练习说明: 把下列记录中的“rocky shoreline”改为“rugged coastline”，其余内容一律不变，重写这些行。

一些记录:

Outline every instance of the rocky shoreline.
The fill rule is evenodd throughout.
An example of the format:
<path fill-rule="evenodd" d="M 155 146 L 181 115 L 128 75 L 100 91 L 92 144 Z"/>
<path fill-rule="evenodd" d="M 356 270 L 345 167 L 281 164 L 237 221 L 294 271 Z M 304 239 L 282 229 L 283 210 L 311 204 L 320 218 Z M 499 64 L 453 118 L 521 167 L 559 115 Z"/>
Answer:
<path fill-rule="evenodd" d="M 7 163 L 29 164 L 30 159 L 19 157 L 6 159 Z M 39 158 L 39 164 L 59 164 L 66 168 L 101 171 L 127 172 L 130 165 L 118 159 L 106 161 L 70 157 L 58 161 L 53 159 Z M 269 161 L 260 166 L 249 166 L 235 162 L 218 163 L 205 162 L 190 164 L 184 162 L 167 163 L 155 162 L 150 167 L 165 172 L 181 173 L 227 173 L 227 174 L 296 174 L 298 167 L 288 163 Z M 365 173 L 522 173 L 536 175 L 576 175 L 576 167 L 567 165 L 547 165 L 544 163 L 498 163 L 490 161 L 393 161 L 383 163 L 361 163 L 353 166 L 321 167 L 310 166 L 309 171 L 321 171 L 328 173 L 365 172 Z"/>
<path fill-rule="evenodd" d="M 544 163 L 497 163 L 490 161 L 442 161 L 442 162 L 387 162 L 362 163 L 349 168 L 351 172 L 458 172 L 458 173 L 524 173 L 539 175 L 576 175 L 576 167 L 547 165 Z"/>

完成结果:
Outline every instance of the rugged coastline.
The fill rule is evenodd throughout.
An example of the format:
<path fill-rule="evenodd" d="M 155 146 L 181 115 L 128 75 L 100 91 L 92 144 Z"/>
<path fill-rule="evenodd" d="M 356 270 L 345 167 L 281 164 L 237 221 L 294 271 Z M 304 239 L 282 229 L 283 210 L 311 204 L 320 218 Z M 499 64 L 453 118 L 521 167 L 559 115 Z"/>
Answer:
<path fill-rule="evenodd" d="M 7 163 L 29 164 L 30 159 L 19 157 L 6 159 Z M 39 158 L 39 164 L 59 164 L 66 168 L 101 171 L 127 172 L 130 165 L 118 159 L 106 161 L 70 157 L 58 161 L 53 159 Z M 269 161 L 260 166 L 249 166 L 235 162 L 218 163 L 205 162 L 190 164 L 184 162 L 167 163 L 155 162 L 150 167 L 165 172 L 181 173 L 227 173 L 227 174 L 296 174 L 298 167 L 288 163 Z M 365 173 L 522 173 L 536 175 L 576 175 L 576 167 L 567 165 L 547 165 L 544 163 L 498 163 L 490 161 L 393 161 L 383 163 L 361 163 L 353 166 L 321 167 L 310 166 L 309 171 L 321 171 L 328 173 L 365 172 Z"/>
<path fill-rule="evenodd" d="M 544 163 L 497 163 L 490 161 L 442 161 L 442 162 L 387 162 L 362 163 L 349 168 L 351 172 L 458 172 L 458 173 L 524 173 L 539 175 L 576 175 L 576 167 L 547 165 Z"/>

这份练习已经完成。